### Extracted information:
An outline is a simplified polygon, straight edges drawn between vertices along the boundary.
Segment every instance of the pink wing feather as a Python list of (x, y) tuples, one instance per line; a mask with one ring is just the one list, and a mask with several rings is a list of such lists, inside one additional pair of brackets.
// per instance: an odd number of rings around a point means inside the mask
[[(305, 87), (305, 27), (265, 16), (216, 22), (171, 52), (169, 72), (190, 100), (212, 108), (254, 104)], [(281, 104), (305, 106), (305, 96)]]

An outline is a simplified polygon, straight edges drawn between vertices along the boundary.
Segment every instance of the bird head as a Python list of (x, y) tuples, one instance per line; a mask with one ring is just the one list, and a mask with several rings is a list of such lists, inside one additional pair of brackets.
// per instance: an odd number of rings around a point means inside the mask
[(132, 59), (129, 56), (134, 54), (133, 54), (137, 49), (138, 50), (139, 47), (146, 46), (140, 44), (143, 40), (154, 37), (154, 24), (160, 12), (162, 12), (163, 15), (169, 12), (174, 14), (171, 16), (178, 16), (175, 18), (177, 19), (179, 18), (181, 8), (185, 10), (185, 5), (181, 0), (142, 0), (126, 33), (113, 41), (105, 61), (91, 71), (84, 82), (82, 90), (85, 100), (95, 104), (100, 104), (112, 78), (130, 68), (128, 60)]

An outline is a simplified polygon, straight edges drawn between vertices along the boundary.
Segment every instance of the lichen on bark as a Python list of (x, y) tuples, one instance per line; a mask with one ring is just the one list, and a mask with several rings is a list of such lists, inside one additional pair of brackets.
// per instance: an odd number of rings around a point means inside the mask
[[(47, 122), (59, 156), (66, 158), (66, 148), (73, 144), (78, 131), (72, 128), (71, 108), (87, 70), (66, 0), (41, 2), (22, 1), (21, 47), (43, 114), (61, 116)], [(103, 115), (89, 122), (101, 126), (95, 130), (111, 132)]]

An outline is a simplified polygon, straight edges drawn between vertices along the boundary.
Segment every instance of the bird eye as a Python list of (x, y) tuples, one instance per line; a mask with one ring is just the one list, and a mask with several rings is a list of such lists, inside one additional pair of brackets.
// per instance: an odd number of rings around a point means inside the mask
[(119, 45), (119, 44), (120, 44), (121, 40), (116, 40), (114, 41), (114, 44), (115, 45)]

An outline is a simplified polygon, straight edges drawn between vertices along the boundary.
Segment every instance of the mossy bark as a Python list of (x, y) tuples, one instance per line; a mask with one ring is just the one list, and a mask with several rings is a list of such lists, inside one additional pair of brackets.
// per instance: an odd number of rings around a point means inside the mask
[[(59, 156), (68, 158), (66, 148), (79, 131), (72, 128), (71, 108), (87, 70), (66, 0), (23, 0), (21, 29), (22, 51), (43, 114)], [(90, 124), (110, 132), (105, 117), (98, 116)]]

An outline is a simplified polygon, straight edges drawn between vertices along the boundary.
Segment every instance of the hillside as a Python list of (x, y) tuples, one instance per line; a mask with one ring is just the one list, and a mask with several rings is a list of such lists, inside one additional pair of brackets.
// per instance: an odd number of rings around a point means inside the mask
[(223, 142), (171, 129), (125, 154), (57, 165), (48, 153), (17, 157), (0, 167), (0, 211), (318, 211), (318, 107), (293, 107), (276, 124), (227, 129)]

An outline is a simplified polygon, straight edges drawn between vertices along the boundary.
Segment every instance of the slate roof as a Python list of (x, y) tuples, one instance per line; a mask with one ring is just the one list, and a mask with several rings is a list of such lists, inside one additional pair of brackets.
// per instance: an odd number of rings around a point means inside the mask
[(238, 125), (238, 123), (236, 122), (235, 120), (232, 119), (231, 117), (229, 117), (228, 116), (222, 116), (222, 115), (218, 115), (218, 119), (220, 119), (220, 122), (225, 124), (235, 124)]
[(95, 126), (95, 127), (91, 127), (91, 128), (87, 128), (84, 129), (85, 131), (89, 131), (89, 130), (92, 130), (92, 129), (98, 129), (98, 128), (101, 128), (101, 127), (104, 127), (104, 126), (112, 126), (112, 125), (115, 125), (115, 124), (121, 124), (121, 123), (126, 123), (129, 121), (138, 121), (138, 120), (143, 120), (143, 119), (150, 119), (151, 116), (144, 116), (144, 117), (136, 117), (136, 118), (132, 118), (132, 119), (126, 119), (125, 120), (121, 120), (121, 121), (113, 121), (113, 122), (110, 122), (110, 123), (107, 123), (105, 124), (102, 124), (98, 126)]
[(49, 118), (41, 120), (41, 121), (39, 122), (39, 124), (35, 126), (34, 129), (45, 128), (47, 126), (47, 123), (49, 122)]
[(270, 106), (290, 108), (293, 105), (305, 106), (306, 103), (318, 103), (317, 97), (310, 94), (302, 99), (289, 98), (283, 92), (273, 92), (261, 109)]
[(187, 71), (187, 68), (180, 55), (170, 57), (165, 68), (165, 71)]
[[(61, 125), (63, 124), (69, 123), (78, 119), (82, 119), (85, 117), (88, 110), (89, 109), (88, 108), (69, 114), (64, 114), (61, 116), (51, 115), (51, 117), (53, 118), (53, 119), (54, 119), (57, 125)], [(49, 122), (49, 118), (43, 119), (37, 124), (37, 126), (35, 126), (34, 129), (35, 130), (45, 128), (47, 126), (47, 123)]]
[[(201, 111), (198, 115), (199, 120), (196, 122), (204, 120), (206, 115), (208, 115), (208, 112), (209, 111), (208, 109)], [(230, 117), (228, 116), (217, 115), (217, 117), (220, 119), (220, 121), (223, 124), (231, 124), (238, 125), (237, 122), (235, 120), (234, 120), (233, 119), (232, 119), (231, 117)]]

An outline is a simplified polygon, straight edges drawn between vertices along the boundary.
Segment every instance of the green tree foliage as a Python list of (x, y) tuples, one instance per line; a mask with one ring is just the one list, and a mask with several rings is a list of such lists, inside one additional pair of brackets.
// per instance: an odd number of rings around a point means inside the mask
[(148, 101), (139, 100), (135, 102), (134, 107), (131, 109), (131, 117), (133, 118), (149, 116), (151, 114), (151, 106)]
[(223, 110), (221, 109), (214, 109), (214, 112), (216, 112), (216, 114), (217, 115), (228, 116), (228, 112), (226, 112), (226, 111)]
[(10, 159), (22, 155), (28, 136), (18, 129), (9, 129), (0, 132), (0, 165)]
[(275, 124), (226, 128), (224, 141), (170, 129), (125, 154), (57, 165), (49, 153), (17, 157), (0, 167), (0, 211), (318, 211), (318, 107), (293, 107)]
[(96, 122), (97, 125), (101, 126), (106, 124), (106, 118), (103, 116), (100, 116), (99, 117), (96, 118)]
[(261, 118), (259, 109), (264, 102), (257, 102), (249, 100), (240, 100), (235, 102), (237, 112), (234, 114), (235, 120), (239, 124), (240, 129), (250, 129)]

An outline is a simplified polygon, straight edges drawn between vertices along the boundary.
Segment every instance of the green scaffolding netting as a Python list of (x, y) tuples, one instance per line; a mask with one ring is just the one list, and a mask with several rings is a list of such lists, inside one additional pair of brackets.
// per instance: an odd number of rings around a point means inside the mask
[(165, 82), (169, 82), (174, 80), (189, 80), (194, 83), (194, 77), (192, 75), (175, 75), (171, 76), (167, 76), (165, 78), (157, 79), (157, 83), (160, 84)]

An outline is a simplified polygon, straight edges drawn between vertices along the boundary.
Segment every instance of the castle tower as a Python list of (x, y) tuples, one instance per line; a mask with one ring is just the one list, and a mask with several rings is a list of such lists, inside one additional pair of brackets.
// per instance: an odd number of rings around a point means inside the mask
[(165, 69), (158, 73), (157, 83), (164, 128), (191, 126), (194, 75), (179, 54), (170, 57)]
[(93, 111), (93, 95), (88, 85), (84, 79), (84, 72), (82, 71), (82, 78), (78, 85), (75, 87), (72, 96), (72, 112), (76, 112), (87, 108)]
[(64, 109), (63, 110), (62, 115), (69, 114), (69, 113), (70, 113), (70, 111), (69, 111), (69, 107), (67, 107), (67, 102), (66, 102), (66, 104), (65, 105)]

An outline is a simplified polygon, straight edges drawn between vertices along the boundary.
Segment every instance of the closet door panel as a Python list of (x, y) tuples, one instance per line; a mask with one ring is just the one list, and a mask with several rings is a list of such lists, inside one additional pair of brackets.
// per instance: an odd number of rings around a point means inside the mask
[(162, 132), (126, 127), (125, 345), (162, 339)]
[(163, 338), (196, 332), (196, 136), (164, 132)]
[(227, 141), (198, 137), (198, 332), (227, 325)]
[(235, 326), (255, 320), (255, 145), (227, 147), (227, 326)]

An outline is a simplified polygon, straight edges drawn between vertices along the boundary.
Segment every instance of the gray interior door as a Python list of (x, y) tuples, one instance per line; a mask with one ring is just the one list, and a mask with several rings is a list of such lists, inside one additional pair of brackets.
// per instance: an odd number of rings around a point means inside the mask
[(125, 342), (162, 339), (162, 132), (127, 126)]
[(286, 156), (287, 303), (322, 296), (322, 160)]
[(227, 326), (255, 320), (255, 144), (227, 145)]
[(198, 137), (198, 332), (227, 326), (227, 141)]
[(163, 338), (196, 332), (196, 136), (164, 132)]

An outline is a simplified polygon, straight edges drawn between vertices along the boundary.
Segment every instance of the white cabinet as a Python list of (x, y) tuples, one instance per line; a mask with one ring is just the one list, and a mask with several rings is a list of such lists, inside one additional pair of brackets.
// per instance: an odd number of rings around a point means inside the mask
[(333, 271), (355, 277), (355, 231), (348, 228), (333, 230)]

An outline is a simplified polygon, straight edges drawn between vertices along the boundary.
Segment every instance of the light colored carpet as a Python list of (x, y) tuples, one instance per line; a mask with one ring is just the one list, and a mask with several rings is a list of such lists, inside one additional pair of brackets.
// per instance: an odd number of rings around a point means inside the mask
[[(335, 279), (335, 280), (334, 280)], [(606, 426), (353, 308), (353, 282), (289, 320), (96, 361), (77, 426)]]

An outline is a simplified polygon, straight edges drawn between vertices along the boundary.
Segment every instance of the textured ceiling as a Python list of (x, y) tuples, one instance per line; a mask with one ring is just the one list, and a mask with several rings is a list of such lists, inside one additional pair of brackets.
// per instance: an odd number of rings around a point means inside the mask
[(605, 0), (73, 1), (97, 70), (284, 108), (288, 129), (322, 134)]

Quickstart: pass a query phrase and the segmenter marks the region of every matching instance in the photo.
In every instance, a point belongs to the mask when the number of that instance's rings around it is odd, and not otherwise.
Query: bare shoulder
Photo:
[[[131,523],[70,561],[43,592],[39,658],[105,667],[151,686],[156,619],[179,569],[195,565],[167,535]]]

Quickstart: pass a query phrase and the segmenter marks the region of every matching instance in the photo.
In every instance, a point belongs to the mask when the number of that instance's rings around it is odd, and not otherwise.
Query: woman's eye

### What to work on:
Rewrite the rows above from the very first line through the line that contains "106), (305, 96)]]", changing "pink wing feather" to "white wing feather" and leaving everything else the same.

### Task solution:
An outline is a simplified polygon, straight edges drawn between vertices along the boundary.
Segment every instance of the white wing feather as a Python list of (x, y) tuples, one instance per line; a mask with one ring is just the one list, and a mask with several rings is a list of such lists, inside one additional pair of brackets.
// per instance: an odd number of rings around a point means inside the mask
[[(305, 87), (305, 27), (265, 16), (216, 22), (171, 52), (169, 72), (190, 100), (212, 108), (254, 104)], [(281, 104), (305, 106), (305, 96)]]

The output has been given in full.